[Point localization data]
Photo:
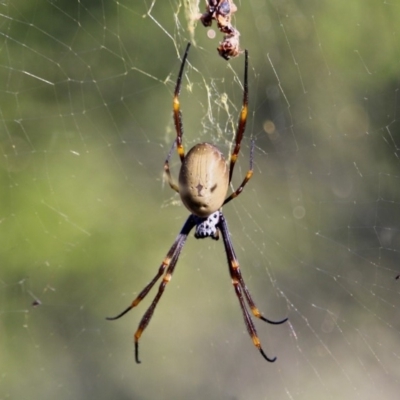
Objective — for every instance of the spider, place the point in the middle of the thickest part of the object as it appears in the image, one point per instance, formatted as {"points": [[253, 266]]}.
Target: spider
{"points": [[204, 179]]}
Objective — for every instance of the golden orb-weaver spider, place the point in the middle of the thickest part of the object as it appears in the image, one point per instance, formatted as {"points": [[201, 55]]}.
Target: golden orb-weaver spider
{"points": [[204, 179]]}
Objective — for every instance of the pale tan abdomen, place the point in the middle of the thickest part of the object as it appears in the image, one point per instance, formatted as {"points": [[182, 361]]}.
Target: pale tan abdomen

• [Exercise] Restate the records above verbatim. Pictures stay out.

• [Worked solution]
Photo:
Objective — for every instance of the spider, place the point in the middle of the thickest part of the object as it appears in the image, one point per instance, formatted as {"points": [[253, 266]]}.
Target: spider
{"points": [[204, 179]]}
Objective — for every instance of the golden orb-weaver spider, place the point in the middle of the thickest part of the object as it appears in the image, one point per instance, formatted as {"points": [[201, 55]]}.
Target: golden orb-weaver spider
{"points": [[204, 179]]}
Objective — for every instance of the pale tan abdomen, place the point in the middle of the thickest part of the object as it appears in the image, one point per instance, formatted as {"points": [[182, 361]]}.
Target: pale tan abdomen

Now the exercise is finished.